[Records of labeled points]

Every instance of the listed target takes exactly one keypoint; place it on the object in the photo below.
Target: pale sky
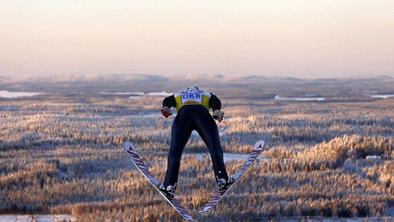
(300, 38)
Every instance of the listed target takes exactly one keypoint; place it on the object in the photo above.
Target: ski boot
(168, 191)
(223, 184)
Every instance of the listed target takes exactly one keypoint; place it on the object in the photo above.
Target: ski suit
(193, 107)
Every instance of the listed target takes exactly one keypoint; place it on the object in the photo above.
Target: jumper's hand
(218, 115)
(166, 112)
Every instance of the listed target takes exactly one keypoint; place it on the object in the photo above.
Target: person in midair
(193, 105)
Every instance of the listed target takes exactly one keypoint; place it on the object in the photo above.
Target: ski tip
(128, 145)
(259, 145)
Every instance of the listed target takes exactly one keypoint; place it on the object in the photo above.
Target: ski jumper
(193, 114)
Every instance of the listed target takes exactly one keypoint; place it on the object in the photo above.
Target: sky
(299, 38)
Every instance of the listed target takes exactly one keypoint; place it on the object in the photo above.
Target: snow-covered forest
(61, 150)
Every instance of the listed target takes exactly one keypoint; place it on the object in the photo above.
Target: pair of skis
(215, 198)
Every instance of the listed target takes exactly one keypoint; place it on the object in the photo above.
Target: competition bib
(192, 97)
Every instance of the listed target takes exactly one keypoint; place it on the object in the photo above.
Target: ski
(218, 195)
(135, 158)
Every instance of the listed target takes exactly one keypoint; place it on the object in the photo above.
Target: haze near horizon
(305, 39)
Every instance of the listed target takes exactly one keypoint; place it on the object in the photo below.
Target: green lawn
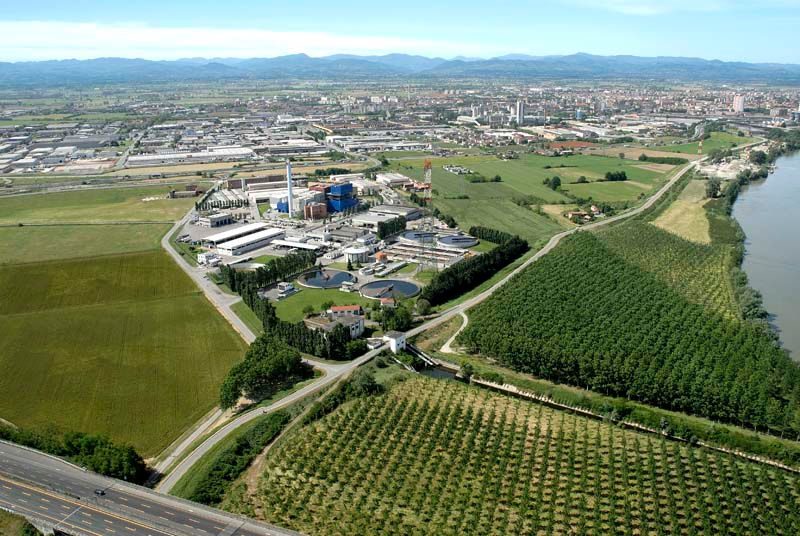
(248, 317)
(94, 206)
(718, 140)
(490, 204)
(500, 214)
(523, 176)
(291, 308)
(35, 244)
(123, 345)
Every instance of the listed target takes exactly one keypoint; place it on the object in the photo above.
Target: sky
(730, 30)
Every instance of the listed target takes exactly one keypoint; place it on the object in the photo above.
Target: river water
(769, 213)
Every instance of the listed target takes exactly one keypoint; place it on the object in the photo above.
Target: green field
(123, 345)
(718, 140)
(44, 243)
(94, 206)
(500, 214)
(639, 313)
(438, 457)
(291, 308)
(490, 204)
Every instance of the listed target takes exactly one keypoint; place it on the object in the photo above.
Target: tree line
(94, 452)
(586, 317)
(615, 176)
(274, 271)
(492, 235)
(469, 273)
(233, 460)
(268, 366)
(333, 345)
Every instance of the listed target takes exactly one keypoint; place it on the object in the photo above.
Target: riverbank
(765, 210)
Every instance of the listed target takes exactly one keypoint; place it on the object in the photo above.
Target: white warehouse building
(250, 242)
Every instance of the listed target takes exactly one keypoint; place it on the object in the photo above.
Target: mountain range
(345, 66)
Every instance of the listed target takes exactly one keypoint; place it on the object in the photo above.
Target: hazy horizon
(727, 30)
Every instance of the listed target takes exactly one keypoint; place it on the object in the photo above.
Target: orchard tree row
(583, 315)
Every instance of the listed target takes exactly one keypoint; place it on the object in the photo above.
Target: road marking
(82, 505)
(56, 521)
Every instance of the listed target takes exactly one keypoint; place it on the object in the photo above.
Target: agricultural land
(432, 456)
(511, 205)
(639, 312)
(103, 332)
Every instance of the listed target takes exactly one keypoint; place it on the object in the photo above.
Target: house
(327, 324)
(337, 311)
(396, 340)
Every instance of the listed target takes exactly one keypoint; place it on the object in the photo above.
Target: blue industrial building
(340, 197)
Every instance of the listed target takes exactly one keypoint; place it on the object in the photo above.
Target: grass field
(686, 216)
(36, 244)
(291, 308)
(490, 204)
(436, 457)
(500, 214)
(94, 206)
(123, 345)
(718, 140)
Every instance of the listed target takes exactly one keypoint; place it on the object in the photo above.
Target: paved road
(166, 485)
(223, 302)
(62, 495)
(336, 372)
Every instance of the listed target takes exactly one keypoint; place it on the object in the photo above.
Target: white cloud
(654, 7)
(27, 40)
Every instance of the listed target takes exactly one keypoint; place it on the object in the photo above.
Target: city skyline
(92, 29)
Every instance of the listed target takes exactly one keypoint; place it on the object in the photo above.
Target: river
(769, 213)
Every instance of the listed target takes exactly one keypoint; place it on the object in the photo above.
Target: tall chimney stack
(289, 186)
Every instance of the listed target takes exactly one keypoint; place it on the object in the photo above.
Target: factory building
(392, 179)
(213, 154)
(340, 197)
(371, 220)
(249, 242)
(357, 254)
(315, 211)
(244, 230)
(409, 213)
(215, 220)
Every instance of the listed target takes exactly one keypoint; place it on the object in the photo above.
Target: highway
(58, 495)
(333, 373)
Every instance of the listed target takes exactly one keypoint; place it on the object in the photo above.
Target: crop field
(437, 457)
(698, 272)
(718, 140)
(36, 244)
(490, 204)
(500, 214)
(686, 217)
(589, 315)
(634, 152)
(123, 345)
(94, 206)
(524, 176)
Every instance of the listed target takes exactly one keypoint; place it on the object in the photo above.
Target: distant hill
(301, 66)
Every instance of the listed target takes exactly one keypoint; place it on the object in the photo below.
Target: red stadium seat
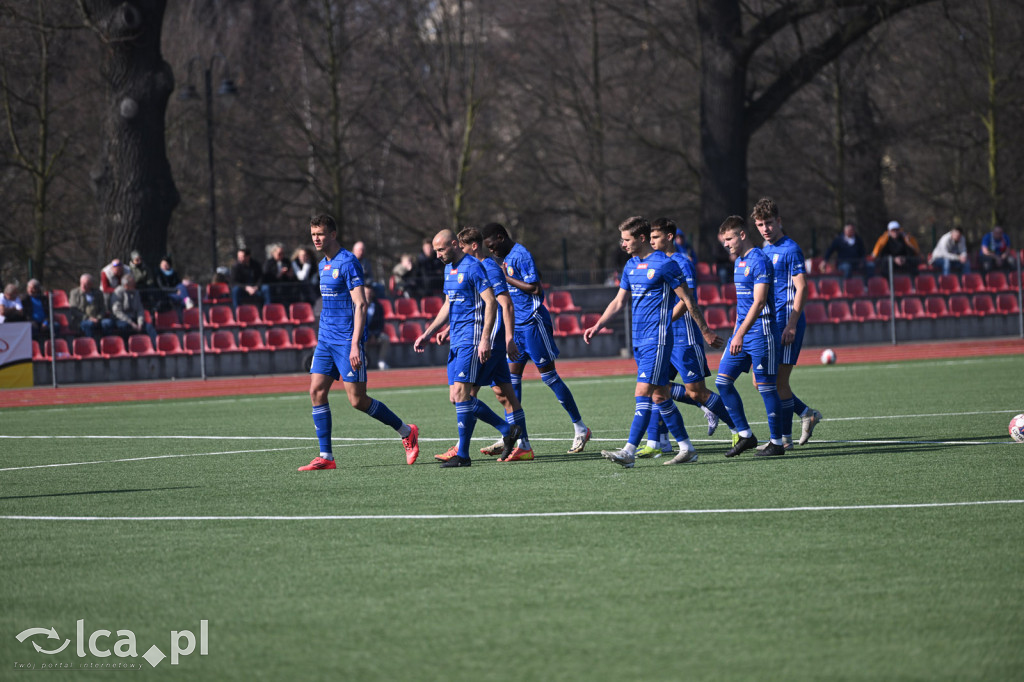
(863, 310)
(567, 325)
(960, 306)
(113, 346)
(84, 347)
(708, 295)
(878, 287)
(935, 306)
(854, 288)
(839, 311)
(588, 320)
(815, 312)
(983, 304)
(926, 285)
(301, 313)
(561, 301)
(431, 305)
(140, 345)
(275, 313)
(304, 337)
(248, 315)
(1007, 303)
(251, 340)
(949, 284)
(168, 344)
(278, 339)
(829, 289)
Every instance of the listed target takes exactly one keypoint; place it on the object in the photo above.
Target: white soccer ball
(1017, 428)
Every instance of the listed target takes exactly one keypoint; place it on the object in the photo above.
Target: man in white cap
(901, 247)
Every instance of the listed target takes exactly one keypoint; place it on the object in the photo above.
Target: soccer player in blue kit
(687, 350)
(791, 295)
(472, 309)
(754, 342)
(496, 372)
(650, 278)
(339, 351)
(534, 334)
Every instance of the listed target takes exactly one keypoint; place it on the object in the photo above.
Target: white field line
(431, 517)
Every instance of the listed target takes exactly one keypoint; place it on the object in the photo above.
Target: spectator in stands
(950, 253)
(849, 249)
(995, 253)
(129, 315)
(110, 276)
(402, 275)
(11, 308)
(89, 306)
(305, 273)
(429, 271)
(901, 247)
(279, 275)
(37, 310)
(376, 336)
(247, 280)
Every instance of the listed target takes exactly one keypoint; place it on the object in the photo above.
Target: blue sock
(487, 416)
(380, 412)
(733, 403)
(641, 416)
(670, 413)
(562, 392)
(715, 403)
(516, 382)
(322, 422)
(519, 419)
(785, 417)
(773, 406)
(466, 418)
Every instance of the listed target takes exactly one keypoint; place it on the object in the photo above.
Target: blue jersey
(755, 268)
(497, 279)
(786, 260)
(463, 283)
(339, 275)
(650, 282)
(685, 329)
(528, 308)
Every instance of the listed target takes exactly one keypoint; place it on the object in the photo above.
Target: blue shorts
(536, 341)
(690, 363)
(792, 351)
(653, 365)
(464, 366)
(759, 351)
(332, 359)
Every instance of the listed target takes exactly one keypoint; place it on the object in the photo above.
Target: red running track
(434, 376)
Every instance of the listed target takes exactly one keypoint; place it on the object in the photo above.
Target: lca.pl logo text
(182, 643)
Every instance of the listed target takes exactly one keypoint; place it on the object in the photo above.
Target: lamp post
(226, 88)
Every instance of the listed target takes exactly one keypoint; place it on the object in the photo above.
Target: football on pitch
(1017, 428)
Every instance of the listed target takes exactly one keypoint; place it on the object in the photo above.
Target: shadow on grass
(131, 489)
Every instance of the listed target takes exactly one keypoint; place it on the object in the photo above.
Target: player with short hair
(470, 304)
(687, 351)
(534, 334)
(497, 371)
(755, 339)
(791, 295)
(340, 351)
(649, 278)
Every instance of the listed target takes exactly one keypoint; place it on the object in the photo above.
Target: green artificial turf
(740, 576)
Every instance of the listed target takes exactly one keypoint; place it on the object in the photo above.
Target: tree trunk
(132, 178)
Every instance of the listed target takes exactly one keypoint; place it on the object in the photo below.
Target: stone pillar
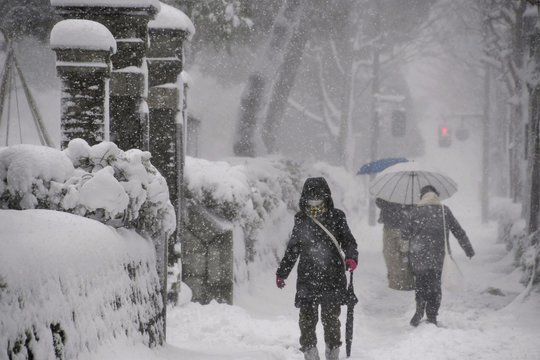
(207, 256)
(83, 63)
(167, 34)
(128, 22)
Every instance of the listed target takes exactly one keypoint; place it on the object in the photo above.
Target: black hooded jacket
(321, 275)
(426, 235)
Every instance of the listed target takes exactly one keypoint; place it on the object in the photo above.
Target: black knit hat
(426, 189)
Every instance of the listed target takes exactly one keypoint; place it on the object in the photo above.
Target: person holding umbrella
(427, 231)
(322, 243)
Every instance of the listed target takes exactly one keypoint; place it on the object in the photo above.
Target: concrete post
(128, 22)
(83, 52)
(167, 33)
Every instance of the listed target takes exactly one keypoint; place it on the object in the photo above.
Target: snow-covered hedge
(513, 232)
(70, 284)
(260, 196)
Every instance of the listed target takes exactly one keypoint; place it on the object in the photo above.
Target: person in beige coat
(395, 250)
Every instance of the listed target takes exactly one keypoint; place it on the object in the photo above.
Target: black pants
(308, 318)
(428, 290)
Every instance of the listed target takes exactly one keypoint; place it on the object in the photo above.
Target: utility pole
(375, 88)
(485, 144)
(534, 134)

• Task to carry out:
Pull out every line in the items above that contains the string "green", treating uppercase and lowercase as different.

• Reply:
Target: green lawn
Target: green field
Target: green artificial turf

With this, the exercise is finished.